_WHAT YOU WILL DO_. Write out exactly the lines from the one containing "bud, one point per instance." through the last line of the records below, including both.

Stored data
'''

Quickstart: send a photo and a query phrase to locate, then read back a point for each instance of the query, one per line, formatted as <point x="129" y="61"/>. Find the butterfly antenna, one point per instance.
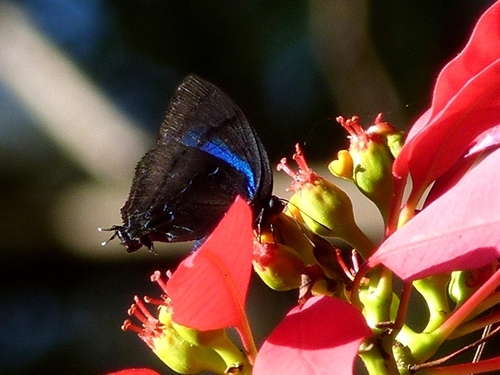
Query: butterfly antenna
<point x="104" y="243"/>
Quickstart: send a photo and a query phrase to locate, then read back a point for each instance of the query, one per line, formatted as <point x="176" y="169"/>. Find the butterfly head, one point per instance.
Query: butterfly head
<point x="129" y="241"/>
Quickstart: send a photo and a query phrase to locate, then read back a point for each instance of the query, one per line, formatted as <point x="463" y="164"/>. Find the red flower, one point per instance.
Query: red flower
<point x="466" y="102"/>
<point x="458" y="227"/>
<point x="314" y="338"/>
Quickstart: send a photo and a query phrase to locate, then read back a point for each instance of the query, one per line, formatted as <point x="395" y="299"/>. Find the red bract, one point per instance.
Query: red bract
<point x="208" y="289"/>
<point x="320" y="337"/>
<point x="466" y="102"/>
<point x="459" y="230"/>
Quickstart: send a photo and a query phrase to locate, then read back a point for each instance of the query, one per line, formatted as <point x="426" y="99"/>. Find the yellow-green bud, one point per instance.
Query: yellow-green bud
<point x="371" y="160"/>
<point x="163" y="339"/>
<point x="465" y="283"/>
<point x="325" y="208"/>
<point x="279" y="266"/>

'''

_ANSWER TO THIS TASK_.
Quickstart: send a photo and a query phrase to locate, then read back a point for each instance of the query, one per line, formatted as <point x="426" y="99"/>. Find the yellow-green bud, one point per instance.
Query: yellow-green bud
<point x="371" y="160"/>
<point x="163" y="339"/>
<point x="465" y="283"/>
<point x="325" y="208"/>
<point x="279" y="266"/>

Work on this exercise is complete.